*** SELECTED EXTRACT ***
“We had great success with this mixture last year,” says Chris, who runs the 170ha farm with his wife. “We grew 4ha of this rape and stubble turnip mixture and strip grazed the crop from November until April. It provided plenty of high quality feed for finishing our 100 lambs and enough for the ewes for a month. The mild winter helped, but it just kept growing.”
Chris found that the lambs grazed the crop fairly evenly. “They grazed the forage rape first and the tops of the turnips then returned to eat the bulbs. There was little, if any, waste.”
This year Chris has doubled his planting of Autumn Gold to 8ha after harvesting winter barley that was cut for wholecrop in the second week of July. He direct drilled it straight into the stubble within days of harvest and applied 250kg of 20:10:10 fertiliser. Four days later the catch crop was emerging.
“We don’t need any pest control or further sprays which makes it relatively easy and cheap to grow,” adds Chris. “Depending on the late summer temperature, we should have a crop ready to graze by autumn and I might graze some beef cattle on it early in the season.”
*** EXTRACTED MATERIAL ***
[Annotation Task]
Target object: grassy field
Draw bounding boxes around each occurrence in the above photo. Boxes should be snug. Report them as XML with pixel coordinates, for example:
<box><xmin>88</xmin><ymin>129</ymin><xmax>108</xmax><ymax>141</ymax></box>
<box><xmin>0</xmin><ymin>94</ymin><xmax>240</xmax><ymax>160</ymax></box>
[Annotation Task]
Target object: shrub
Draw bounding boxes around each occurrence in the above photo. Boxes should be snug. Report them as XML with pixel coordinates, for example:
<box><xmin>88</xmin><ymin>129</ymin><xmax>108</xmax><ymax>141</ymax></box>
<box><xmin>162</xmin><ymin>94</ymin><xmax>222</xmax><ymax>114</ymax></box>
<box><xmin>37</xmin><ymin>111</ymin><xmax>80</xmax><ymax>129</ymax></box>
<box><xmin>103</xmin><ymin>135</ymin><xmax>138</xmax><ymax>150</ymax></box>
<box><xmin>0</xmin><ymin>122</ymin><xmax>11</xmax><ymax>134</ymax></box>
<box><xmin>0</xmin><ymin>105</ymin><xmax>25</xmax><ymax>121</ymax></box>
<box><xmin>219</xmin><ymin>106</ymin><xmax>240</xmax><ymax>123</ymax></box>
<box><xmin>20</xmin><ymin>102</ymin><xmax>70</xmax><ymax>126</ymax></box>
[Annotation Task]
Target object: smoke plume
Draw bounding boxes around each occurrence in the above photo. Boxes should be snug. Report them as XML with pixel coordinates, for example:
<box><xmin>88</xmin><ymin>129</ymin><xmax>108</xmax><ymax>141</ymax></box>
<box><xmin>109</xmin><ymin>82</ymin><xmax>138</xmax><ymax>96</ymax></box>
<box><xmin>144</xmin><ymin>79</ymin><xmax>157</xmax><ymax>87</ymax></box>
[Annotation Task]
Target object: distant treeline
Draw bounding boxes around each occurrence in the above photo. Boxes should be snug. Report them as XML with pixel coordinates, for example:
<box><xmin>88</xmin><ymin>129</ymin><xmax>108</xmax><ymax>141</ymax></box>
***
REQUIREMENT A ▸ According to the catch crop text, why does Chris find the crop relatively easy and cheap to grow?
REQUIREMENT B ▸
Answer these questions from the catch crop text:
(i) How many hectares of the rape and stubble turnip mixture did Chris grow last year?
(ii) How much fertiliser did he apply after direct drilling this year, and what kind?
(iii) How soon after that was the catch crop emerging?
REQUIREMENT C ▸ Rewrite the stretch of the catch crop text from "This year Chris" through "crop was emerging.", putting "spring barley" in place of "winter barley".

EXERCISE SOLUTION A ▸ He says it needs no pest control or further sprays, and that makes it relatively easy and cheap to grow.

EXERCISE SOLUTION B ▸
(i) 4ha
(ii) 250kg of 20:10:10 fertiliser
(iii) Four days later

EXERCISE SOLUTION C ▸
This year Chris has doubled his planting of Autumn Gold to 8ha after harvesting spring barley that was cut for wholecrop in the second week of July. He direct drilled it straight into the stubble within days of harvest and applied 250kg of 20:10:10 fertiliser. Four days later the catch crop was emerging.